_What you need to do_
Below are the entries; determine how many of their lines contain the string "approximate" and give that figure alone.

---

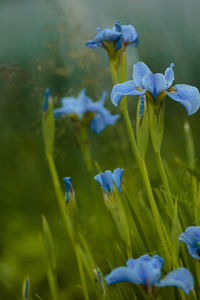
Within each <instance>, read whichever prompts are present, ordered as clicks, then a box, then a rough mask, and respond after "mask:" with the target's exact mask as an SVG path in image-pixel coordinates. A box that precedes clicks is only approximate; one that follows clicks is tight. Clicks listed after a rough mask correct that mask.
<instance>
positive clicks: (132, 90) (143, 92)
mask: <svg viewBox="0 0 200 300" xmlns="http://www.w3.org/2000/svg"><path fill="white" fill-rule="evenodd" d="M143 94H144V91H139V90H138V89H137V87H136V85H135V83H134V81H133V80H129V81H126V82H124V83H119V84H116V85H114V87H113V89H112V93H111V101H112V103H113V104H114V105H115V106H118V105H119V102H120V101H121V99H122V98H123V97H124V96H125V95H143Z"/></svg>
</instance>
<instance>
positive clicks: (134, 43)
mask: <svg viewBox="0 0 200 300" xmlns="http://www.w3.org/2000/svg"><path fill="white" fill-rule="evenodd" d="M121 30H122V35H123V40H124V42H125V43H126V44H132V45H133V46H134V47H136V46H137V45H138V34H137V31H136V29H135V27H133V26H132V25H121Z"/></svg>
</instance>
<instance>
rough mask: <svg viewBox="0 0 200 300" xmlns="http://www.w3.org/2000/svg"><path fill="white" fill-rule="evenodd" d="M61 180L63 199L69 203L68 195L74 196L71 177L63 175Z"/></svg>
mask: <svg viewBox="0 0 200 300" xmlns="http://www.w3.org/2000/svg"><path fill="white" fill-rule="evenodd" d="M63 180H64V185H65V201H66V203H69V198H70V196H71V197H74V195H75V193H74V188H73V185H72V180H71V177H64V178H63Z"/></svg>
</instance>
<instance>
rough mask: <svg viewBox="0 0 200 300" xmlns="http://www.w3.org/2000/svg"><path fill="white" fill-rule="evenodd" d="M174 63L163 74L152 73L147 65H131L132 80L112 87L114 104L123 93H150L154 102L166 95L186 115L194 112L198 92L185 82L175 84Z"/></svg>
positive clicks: (127, 81)
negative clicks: (132, 67) (185, 113)
mask: <svg viewBox="0 0 200 300" xmlns="http://www.w3.org/2000/svg"><path fill="white" fill-rule="evenodd" d="M173 67H174V64H173V63H172V64H171V65H170V67H169V68H167V69H166V71H165V74H164V75H163V74H160V73H156V74H153V73H152V72H151V71H150V69H149V68H148V67H147V65H146V64H145V63H143V62H138V63H136V64H135V65H134V66H133V80H129V81H126V82H124V83H120V84H116V85H115V86H114V87H113V90H112V94H111V100H112V102H113V104H114V105H115V106H118V105H119V102H120V101H121V99H122V98H123V97H124V96H125V95H145V94H146V95H148V96H149V95H150V96H151V98H153V101H154V103H156V101H157V99H158V98H160V97H161V99H162V97H163V96H166V95H168V96H169V97H170V98H171V99H173V100H174V101H177V102H179V103H180V104H182V105H183V106H184V107H185V108H186V110H187V113H188V115H191V114H194V113H195V112H196V111H197V110H198V109H199V106H200V94H199V91H198V89H197V88H196V87H194V86H190V85H186V84H176V85H175V86H173V87H171V86H172V83H173V81H174V71H173Z"/></svg>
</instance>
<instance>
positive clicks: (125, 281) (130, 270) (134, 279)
mask: <svg viewBox="0 0 200 300" xmlns="http://www.w3.org/2000/svg"><path fill="white" fill-rule="evenodd" d="M105 281H106V283H107V284H108V285H110V284H113V283H118V282H131V283H135V284H140V283H141V280H140V276H139V274H137V273H135V272H133V271H132V270H131V269H130V268H128V267H119V268H116V269H114V270H113V271H112V272H111V273H110V274H108V275H107V276H105Z"/></svg>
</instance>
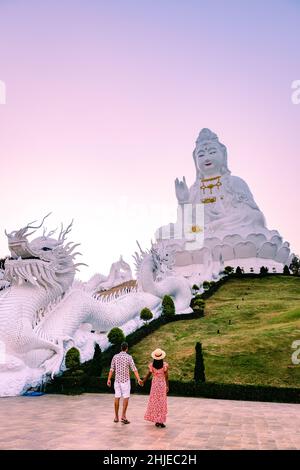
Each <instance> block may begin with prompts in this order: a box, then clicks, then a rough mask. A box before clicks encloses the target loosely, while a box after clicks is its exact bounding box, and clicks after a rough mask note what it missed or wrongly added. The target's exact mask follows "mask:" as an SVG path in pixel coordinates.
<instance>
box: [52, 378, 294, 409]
mask: <svg viewBox="0 0 300 470" xmlns="http://www.w3.org/2000/svg"><path fill="white" fill-rule="evenodd" d="M150 385H151V381H148V382H146V384H145V386H144V387H140V386H139V385H138V384H137V383H136V381H135V379H131V392H132V393H137V394H143V395H145V394H149V391H150ZM169 388H170V392H169V395H171V396H182V397H203V398H218V399H223V400H245V401H267V402H280V403H300V389H299V388H285V387H269V386H263V385H237V384H221V383H214V382H203V383H195V382H193V381H190V382H179V381H176V380H170V381H169ZM45 392H46V393H62V394H75V395H76V394H80V393H113V392H114V388H113V381H112V386H111V387H110V388H109V387H107V385H106V378H100V377H89V376H87V375H86V374H85V375H84V376H80V377H64V376H60V377H56V378H55V379H54V380H53V381H52V382H51V383H49V384H46V385H45Z"/></svg>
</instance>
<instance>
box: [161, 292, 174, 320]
mask: <svg viewBox="0 0 300 470" xmlns="http://www.w3.org/2000/svg"><path fill="white" fill-rule="evenodd" d="M162 314H163V315H165V316H166V317H171V316H172V315H175V305H174V302H173V299H172V297H170V296H169V295H165V296H164V298H163V301H162Z"/></svg>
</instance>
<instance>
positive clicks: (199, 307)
mask: <svg viewBox="0 0 300 470" xmlns="http://www.w3.org/2000/svg"><path fill="white" fill-rule="evenodd" d="M191 308H192V309H193V311H194V313H198V314H199V315H200V316H203V315H204V308H205V301H204V300H203V299H201V298H200V299H199V298H197V299H194V302H193V303H192V304H191Z"/></svg>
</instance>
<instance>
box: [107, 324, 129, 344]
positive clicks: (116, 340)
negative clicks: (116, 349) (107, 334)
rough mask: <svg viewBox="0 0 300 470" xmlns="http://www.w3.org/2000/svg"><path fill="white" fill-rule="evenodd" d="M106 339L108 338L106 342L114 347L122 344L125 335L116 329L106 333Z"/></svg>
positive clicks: (111, 330) (120, 330)
mask: <svg viewBox="0 0 300 470" xmlns="http://www.w3.org/2000/svg"><path fill="white" fill-rule="evenodd" d="M107 337H108V341H109V342H110V343H111V344H115V345H120V344H121V343H123V341H125V335H124V333H123V330H121V328H118V327H114V328H112V329H111V330H110V332H109V333H108V335H107Z"/></svg>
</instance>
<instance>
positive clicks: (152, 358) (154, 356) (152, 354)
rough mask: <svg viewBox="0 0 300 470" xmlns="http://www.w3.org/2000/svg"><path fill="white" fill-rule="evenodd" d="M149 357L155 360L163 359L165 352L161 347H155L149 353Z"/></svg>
mask: <svg viewBox="0 0 300 470" xmlns="http://www.w3.org/2000/svg"><path fill="white" fill-rule="evenodd" d="M151 357H152V359H156V360H157V361H160V360H161V359H164V358H165V357H166V353H165V351H163V350H162V349H159V348H158V349H155V351H153V352H152V353H151Z"/></svg>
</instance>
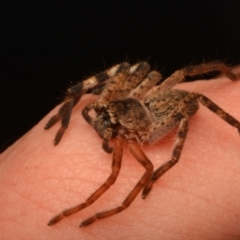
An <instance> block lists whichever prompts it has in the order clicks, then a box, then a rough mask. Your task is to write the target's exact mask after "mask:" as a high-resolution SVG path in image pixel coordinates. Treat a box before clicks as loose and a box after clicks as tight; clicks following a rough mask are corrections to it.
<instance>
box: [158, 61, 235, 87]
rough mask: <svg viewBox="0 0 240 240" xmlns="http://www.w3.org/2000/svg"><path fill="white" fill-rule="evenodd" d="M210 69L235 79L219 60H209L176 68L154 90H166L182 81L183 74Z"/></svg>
mask: <svg viewBox="0 0 240 240" xmlns="http://www.w3.org/2000/svg"><path fill="white" fill-rule="evenodd" d="M212 71H219V72H221V73H223V74H224V75H226V76H227V77H228V78H229V79H231V80H232V81H235V80H237V78H236V76H235V75H234V74H233V73H232V72H231V70H230V69H229V68H228V67H227V66H226V65H225V64H224V63H220V62H210V63H202V64H200V65H197V66H188V67H185V68H182V69H180V70H177V71H176V72H174V73H173V74H172V75H171V76H170V77H168V78H167V79H166V80H164V81H163V83H162V84H160V85H159V87H158V88H157V89H156V91H159V90H160V91H161V90H167V89H170V88H172V87H173V86H175V85H176V84H177V83H180V82H184V81H185V76H189V77H191V76H196V75H200V74H204V73H208V72H212Z"/></svg>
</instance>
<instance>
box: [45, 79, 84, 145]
mask: <svg viewBox="0 0 240 240" xmlns="http://www.w3.org/2000/svg"><path fill="white" fill-rule="evenodd" d="M82 95H83V89H82V83H79V84H77V85H75V86H73V87H72V88H69V89H68V91H67V96H66V98H65V101H64V104H63V105H62V107H61V108H60V109H59V111H58V113H57V114H56V115H54V116H53V117H51V118H50V120H49V121H48V122H47V124H46V125H45V127H44V129H49V128H50V127H52V126H53V125H54V124H55V123H56V122H58V121H59V120H61V124H62V126H61V128H60V129H59V130H58V132H57V134H56V137H55V140H54V145H57V144H58V143H59V142H60V140H61V138H62V136H63V134H64V132H65V131H66V129H67V127H68V125H69V121H70V117H71V114H72V108H73V107H74V106H75V105H76V104H77V103H78V102H79V100H80V99H81V97H82Z"/></svg>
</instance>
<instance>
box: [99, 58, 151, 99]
mask: <svg viewBox="0 0 240 240" xmlns="http://www.w3.org/2000/svg"><path fill="white" fill-rule="evenodd" d="M126 70H127V71H122V72H121V73H120V74H117V75H116V76H114V77H113V78H112V79H111V81H109V82H108V83H107V87H106V88H104V90H103V91H102V94H101V96H100V98H99V102H107V101H113V100H117V99H119V98H124V97H127V96H128V95H129V93H130V92H131V90H132V89H134V88H135V87H136V86H137V85H138V84H139V83H140V82H141V81H142V79H143V77H145V76H146V75H147V73H148V72H149V70H150V65H149V64H148V63H147V62H140V63H137V64H135V65H133V66H132V67H131V66H130V65H129V64H128V68H126Z"/></svg>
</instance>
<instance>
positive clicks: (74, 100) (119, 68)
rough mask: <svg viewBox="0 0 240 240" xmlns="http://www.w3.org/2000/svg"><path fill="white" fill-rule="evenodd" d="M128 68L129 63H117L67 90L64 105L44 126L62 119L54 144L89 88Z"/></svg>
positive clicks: (68, 122) (68, 123)
mask: <svg viewBox="0 0 240 240" xmlns="http://www.w3.org/2000/svg"><path fill="white" fill-rule="evenodd" d="M126 69H129V64H128V63H121V64H118V65H115V66H113V67H112V68H110V69H108V70H106V71H105V72H102V73H99V74H97V75H96V76H93V77H90V78H88V79H86V80H84V81H82V82H81V83H78V84H77V85H75V86H73V87H71V88H69V89H68V90H67V94H66V97H65V100H64V103H63V105H62V107H61V108H60V109H59V111H58V113H57V114H56V115H54V116H53V117H52V118H50V120H49V121H48V122H47V124H46V125H45V127H44V129H49V128H50V127H52V126H53V125H54V124H55V123H56V122H58V121H60V120H61V125H62V126H61V128H60V129H59V130H58V132H57V134H56V137H55V140H54V145H57V144H58V143H59V142H60V140H61V138H62V136H63V134H64V132H65V131H66V129H67V127H68V125H69V121H70V117H71V114H72V109H73V107H74V106H75V105H76V104H77V103H78V102H79V101H80V99H81V97H82V96H83V95H84V94H85V93H86V92H87V91H88V90H94V91H96V87H97V86H98V85H102V84H104V82H106V81H107V80H108V79H110V78H111V77H113V76H114V75H115V74H118V73H119V72H122V71H126ZM100 88H101V87H100Z"/></svg>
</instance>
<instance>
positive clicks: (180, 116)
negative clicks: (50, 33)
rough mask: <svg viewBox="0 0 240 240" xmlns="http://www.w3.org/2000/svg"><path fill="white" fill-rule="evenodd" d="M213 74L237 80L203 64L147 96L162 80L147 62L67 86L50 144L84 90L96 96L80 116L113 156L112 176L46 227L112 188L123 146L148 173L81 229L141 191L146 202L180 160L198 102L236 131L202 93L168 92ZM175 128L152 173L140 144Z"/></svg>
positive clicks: (182, 91) (190, 70)
mask: <svg viewBox="0 0 240 240" xmlns="http://www.w3.org/2000/svg"><path fill="white" fill-rule="evenodd" d="M216 70H217V71H220V72H222V73H224V74H225V75H226V76H227V77H228V78H230V79H231V80H233V81H235V80H236V76H235V75H234V74H233V73H232V72H231V71H230V70H229V68H228V67H227V66H226V65H225V64H223V63H219V62H212V63H204V64H201V65H197V66H190V67H185V68H183V69H181V70H178V71H176V72H174V73H173V74H172V75H171V76H170V77H169V78H167V79H166V80H165V81H164V82H163V83H162V84H160V85H159V86H157V87H156V89H155V90H154V91H152V92H151V93H150V94H148V95H147V93H148V92H149V90H151V89H152V88H153V87H154V86H155V85H156V84H157V83H158V82H159V81H160V80H161V74H160V73H159V72H157V71H152V72H150V73H149V71H150V65H149V64H148V63H147V62H140V63H138V64H135V65H133V66H131V65H130V64H128V63H126V62H124V63H121V64H118V65H116V66H113V67H112V68H110V69H108V70H106V71H105V72H102V73H100V74H98V75H96V76H94V77H91V78H88V79H86V80H84V81H82V82H81V83H78V84H77V85H75V86H73V87H71V88H69V89H68V91H67V96H66V98H65V101H64V104H63V105H62V107H61V108H60V109H59V112H58V113H57V114H56V115H55V116H53V117H52V118H51V119H50V120H49V121H48V123H47V124H46V126H45V129H48V128H50V127H51V126H52V125H54V124H55V123H56V122H57V121H59V120H61V123H62V126H61V128H60V129H59V130H58V132H57V134H56V137H55V141H54V144H55V145H56V144H58V143H59V142H60V140H61V138H62V136H63V134H64V132H65V130H66V129H67V127H68V124H69V121H70V117H71V113H72V108H73V107H74V106H75V105H76V104H77V103H78V102H79V100H80V99H81V97H82V95H83V94H85V93H86V92H92V93H95V94H99V95H100V96H99V98H98V100H97V101H96V102H91V103H89V104H88V105H87V106H85V107H84V109H83V111H82V115H83V117H84V118H85V120H86V121H87V122H88V123H89V124H90V125H91V126H92V127H93V128H94V129H95V130H96V132H97V133H98V134H99V136H100V137H101V138H102V139H103V143H102V147H103V149H104V150H105V152H107V153H112V154H113V158H112V173H111V175H110V176H109V177H108V179H107V180H106V182H105V183H104V184H103V185H102V186H101V187H99V188H98V189H97V190H96V191H95V192H94V193H93V194H92V195H91V196H90V197H89V198H88V199H87V200H86V201H85V202H83V203H81V204H79V205H78V206H76V207H73V208H70V209H68V210H65V211H63V212H62V213H60V214H59V215H57V216H56V217H54V218H53V219H51V220H50V221H49V223H48V225H49V226H50V225H53V224H55V223H57V222H59V221H60V220H61V219H63V218H64V217H66V216H69V215H71V214H73V213H76V212H78V211H80V210H82V209H84V208H86V207H88V206H89V205H91V204H92V203H93V202H95V201H96V200H97V199H98V198H99V197H100V196H101V195H102V194H103V193H104V192H105V191H107V189H108V188H109V187H110V186H111V185H113V184H114V182H115V181H116V179H117V177H118V174H119V171H120V168H121V162H122V155H123V147H124V143H125V142H126V143H127V145H128V148H129V150H130V152H131V153H132V155H133V156H134V157H135V158H136V159H137V160H138V161H139V163H140V164H142V165H143V167H144V168H145V169H146V171H145V174H144V175H143V176H142V178H141V179H140V181H139V182H138V183H137V185H136V186H135V187H134V188H133V190H132V191H131V192H130V193H129V195H128V196H127V198H126V199H125V200H124V201H123V203H122V204H121V206H119V207H116V208H114V209H111V210H108V211H104V212H100V213H97V214H95V215H94V216H92V217H90V218H88V219H86V220H85V221H83V222H82V223H81V225H80V227H83V226H87V225H89V224H92V223H93V222H95V221H96V220H98V219H102V218H106V217H110V216H112V215H114V214H116V213H119V212H121V211H123V210H125V209H126V208H127V207H129V205H130V204H131V203H132V202H133V200H134V199H135V198H136V196H137V195H138V193H139V192H140V191H141V190H142V189H143V191H142V198H146V196H147V195H148V194H149V192H150V191H151V189H152V185H153V183H154V182H155V181H156V180H157V179H158V178H159V177H161V176H162V175H163V174H164V173H165V172H167V171H168V170H169V169H170V168H171V167H172V166H173V165H175V164H176V163H177V162H178V160H179V158H180V155H181V152H182V149H183V145H184V142H185V139H186V136H187V132H188V124H189V118H190V117H191V116H193V115H194V114H195V113H196V112H197V110H198V108H199V103H201V104H202V105H204V106H205V107H207V108H208V109H209V110H211V111H212V112H214V113H216V114H217V115H218V116H219V117H220V118H222V119H223V120H224V121H226V122H227V123H228V124H230V125H232V126H233V127H236V128H237V129H238V132H239V133H240V122H239V121H238V120H236V119H235V118H234V117H232V116H231V115H229V114H228V113H227V112H225V111H224V110H223V109H221V108H220V107H219V106H217V105H216V104H215V103H213V102H212V101H211V100H210V99H208V98H207V97H205V96H204V95H202V94H200V93H196V92H187V91H183V90H176V89H172V87H173V86H175V85H176V84H177V83H180V82H183V81H184V80H185V76H195V75H199V74H203V73H208V72H211V71H216ZM148 73H149V74H148ZM145 95H147V96H145ZM91 110H94V111H95V116H94V117H91V116H90V115H89V112H90V111H91ZM176 127H177V128H178V133H177V139H176V142H175V145H174V148H173V152H172V156H171V158H170V160H169V161H167V162H166V163H164V164H163V165H162V166H160V167H159V168H157V169H156V170H155V171H154V169H153V164H152V163H151V161H150V160H149V159H148V158H147V156H146V155H145V154H144V152H143V151H142V149H141V144H143V143H153V142H155V141H157V140H159V139H160V138H161V137H163V136H164V135H166V134H167V133H168V132H169V131H171V130H172V129H173V128H176ZM111 139H114V145H113V147H111V146H110V144H109V142H110V140H111Z"/></svg>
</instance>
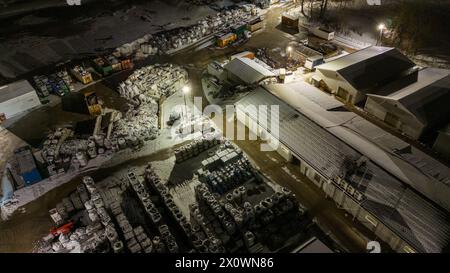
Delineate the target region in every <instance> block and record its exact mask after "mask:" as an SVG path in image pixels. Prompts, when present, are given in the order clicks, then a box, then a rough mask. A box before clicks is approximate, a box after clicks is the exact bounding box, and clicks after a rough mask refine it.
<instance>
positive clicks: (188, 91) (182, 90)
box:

---

_Answer space_
2